| Task statement |
All lines from the entries below that contain the string "crowd" should be copied out.

Stored items
- - - - -

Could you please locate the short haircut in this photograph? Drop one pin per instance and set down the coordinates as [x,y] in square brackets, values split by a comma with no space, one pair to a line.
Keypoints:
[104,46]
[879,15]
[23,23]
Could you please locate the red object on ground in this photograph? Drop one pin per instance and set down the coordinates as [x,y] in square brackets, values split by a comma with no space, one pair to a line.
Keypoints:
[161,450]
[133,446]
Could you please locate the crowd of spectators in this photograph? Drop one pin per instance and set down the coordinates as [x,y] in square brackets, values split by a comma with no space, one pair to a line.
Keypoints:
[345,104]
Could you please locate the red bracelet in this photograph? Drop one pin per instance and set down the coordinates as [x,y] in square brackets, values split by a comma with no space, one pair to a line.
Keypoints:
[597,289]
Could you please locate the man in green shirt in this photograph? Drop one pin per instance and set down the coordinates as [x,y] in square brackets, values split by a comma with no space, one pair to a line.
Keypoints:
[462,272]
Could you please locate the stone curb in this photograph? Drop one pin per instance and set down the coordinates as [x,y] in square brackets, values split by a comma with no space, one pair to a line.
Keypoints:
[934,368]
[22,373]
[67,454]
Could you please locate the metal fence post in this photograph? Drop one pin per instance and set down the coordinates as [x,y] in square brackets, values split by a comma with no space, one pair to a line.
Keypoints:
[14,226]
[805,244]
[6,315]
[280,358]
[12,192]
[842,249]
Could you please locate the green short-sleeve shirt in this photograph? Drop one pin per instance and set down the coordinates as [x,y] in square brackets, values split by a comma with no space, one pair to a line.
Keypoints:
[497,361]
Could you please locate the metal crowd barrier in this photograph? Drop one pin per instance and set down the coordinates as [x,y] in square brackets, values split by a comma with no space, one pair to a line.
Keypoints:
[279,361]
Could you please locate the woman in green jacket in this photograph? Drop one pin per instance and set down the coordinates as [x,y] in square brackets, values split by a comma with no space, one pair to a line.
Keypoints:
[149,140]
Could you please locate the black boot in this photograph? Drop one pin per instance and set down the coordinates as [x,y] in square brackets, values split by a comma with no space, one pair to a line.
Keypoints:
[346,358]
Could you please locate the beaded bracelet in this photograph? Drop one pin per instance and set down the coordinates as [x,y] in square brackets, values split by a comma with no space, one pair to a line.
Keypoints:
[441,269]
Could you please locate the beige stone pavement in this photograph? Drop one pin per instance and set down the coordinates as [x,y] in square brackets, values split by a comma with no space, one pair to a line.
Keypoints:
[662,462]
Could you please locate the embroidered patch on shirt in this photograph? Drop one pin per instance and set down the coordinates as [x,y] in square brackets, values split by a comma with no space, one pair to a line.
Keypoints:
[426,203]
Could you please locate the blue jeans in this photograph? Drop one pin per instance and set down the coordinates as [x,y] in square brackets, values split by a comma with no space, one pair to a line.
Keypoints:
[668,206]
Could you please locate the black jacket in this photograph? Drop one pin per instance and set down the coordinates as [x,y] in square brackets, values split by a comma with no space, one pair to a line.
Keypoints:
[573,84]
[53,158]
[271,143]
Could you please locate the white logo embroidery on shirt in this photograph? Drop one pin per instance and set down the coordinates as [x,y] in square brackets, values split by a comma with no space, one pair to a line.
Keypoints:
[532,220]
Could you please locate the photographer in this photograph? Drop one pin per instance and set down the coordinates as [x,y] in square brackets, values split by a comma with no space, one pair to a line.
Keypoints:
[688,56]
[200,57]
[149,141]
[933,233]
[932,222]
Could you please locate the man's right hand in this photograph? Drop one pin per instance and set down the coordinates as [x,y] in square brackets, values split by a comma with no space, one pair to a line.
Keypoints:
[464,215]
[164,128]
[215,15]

- - - - -

| Expected answer |
Could you please locate the crowd of spectators in this photograph? Drop one pin per instance and set down the coordinates as [x,y] in square brackets, values split by a comma with no space, one pair to a line.
Could you please locate the metal crowd barrier in this photograph? Drop one pin per instance and set down the coordinates as [x,y] in square brackets, values split by a comma with no space, one pair to a line.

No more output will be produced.